*** TEXT ***

AMENDMENT TO EMPLOYMENT AGREEMENT

EX-10..8.1 5 v105684_ex10x8-1.htm
 
AMENDMENT TO
EMPLOYMENT AGREEMENT

AMENDMENT NO. 1 dated November 20, 2007 (“Amendment”), to the EMPLOYMENT AGREEMENT made as of June 26, 2002 (the “Employment Agreement”), by and between MDC PARTNERS INC., a Canadian corporation (as assignee and successor-in-interest to Maxxcom Inc., the “Company”), and ROBERT DICKSON (the “Executive”).
 
WHEREAS, the parties hereto desire to amend the Employment Agreement to provide for the amended terms and conditions set forth herein;
 
NOW, THEREFORE, in consideration of the mutual covenants and agreements set forth in this Amendment, and for other good and valuable consideration, the receipt and sufficiency of which are hereby acknowledged, the parties do hereby agree as follows:
 
1. Capitalized terms used in this Amendment and not otherwise defined shall have the meaning given to such terms in the Employment Agreement. All references in the Employment Agreement to “Maxxcom” shall be deemed to refer to the Company.
 
2. The “Position” section of the Employment Agreement is hereby amended such that Executive’s title is “Managing Director, reporting to the CEO of the Company.”
 
3. The “Base Salary” section of the Employment Agreement is hereby amended to reflect a base salary for the Executive equal to Cdn $450,000 per annum.

*** EXTRACTED ENTRIES ***

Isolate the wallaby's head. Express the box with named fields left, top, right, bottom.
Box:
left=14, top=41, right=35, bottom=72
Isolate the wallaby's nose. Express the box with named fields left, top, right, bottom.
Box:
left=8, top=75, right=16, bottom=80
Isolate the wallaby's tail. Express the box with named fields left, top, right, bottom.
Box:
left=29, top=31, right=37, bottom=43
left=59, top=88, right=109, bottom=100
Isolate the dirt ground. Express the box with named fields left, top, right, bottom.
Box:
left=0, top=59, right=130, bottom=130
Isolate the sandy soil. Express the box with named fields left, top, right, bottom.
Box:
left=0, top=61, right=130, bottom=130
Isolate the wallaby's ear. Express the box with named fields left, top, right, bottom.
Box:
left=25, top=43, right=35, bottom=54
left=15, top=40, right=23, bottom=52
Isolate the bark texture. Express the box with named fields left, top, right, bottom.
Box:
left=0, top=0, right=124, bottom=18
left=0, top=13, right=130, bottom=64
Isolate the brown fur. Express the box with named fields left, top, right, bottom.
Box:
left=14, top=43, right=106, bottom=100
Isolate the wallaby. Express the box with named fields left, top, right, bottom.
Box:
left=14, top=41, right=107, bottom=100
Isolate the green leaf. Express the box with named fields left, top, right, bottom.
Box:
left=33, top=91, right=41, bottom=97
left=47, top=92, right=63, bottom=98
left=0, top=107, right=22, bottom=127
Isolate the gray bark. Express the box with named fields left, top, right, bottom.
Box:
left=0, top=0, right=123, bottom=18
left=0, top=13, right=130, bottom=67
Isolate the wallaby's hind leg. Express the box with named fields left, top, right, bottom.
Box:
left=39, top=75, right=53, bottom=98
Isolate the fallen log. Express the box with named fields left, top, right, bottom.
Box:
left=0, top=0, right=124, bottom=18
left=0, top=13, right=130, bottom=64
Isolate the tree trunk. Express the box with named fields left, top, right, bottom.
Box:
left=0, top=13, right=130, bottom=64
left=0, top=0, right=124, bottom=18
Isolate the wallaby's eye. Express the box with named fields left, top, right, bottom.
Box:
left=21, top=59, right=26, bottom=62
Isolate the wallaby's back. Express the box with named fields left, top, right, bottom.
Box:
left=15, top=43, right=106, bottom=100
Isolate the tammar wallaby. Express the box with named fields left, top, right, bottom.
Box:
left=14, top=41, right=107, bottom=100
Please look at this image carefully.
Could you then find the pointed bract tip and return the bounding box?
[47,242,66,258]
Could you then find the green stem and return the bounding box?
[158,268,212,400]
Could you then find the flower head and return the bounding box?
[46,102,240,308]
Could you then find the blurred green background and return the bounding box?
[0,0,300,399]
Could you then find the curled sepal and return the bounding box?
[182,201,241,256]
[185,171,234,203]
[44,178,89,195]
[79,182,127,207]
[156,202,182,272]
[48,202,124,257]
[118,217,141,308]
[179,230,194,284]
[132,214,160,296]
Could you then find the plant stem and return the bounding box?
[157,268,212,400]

***

GIVEN REQUEST ::
Under the employment agreement amendment, what is the Executive's annual base salary?

EXERCISE SOLUTION ::
Cdn $450,000 per annum.